» **Material provided**:
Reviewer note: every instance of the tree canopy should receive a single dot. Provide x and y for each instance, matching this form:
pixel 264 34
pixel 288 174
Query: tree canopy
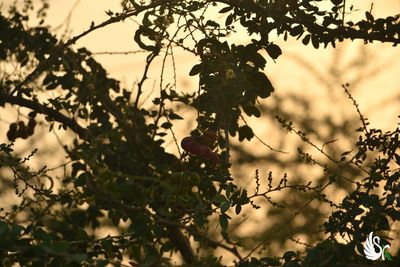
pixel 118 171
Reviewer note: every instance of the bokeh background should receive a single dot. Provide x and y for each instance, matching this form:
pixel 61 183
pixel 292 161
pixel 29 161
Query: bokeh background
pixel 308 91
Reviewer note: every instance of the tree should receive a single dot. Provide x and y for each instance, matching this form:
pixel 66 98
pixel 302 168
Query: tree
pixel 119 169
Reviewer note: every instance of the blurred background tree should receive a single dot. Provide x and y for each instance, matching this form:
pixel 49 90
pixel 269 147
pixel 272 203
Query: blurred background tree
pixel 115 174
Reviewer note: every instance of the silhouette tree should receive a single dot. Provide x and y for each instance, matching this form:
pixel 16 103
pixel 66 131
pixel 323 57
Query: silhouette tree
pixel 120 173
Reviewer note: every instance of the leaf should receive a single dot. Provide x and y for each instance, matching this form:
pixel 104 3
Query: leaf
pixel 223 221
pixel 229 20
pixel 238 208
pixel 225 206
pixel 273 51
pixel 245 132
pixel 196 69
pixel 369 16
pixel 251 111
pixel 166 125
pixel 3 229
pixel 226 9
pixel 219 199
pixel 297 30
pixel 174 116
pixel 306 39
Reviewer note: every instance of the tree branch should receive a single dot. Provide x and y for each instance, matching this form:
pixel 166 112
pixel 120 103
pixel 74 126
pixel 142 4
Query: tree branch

» **Assigned task**:
Could you copy each line from the listing that has the word "single" in it?

» **Response to the task**:
Reviewer note: every instance of the tree canopy should receive a single dot. Provide x and y for each instance, matching this form:
Reviewer note: every instance of the bokeh background should receive a single dot. Provide x and y for each instance, matching this form:
Reviewer note: every instance of the tree should receive a single dot. Provide x and y for each instance, matching this form:
Reviewer note: every instance of the blurred background tree should receive a single dot. Provide x and y for each instance, matching this form:
Reviewer note: every instance of the silhouette tree should receive a single dot. Provide x and y for each instance, matching this form:
Reviewer note: every instance of the leaf should receive a single dot. Provide x and y for each instance, matching this form:
Reviewer note: every instance of the tree branch should receive a single dot. Provide x and y for each instance, matching this form:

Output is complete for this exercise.